Excerpted passage:
UNFORGOTTEN: BUTOH FOR 9/11 to Return to Times Square, Presented by Vangeline Theater
The free ensemble work features choreography by Vangeline with live cello by Katinka Kleijn.
Vangeline Theater, home of New York Butoh Institute, will present a performance of Unforgotten: Butoh for 9/11, supported by the National Endowment for the Arts, on September 11, 2026 at 1PM in Times Square. The event is free to attend.
Unforgotten: Butoh for 9/11 is an ensemble work commemorating the victims of 9/11. The 60-minute Butoh dance piece will be choreographed by Vangeline and be performed by an ensemble of several dancers with live musical accompaniment by renowned cellist Katinka Kleijn. Dancers: Suyi Xu, Zo Roze, Dani Cole, Madelyn Sher, and Eilish Henderson. For more information, visit here.

Data excerpt:
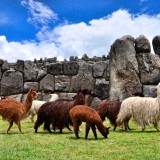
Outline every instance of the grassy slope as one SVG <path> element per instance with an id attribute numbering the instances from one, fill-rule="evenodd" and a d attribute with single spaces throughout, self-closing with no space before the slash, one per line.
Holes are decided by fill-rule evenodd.
<path id="1" fill-rule="evenodd" d="M 109 122 L 105 121 L 109 126 Z M 146 132 L 141 132 L 132 121 L 131 132 L 123 132 L 111 128 L 108 139 L 103 139 L 98 133 L 98 140 L 94 140 L 92 131 L 89 140 L 84 139 L 84 124 L 80 127 L 80 137 L 76 140 L 73 132 L 64 129 L 63 134 L 57 132 L 48 134 L 41 126 L 38 133 L 34 133 L 33 124 L 27 118 L 21 122 L 24 134 L 17 134 L 14 126 L 10 134 L 5 134 L 8 127 L 6 121 L 0 120 L 0 159 L 69 159 L 69 160 L 158 160 L 160 159 L 160 132 L 148 126 Z"/>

Directions:
Answer these questions from the performance announcement:
(a) Who plays live cello for the piece?
(b) How long does the dance piece run?
(c) On what date and at what time will it be performed in Times Square?
This data comes from a different source than the announcement.

Finished exercise:
(a) Katinka Kleijn
(b) 60 minutes
(c) September 11, 2026, at 1PM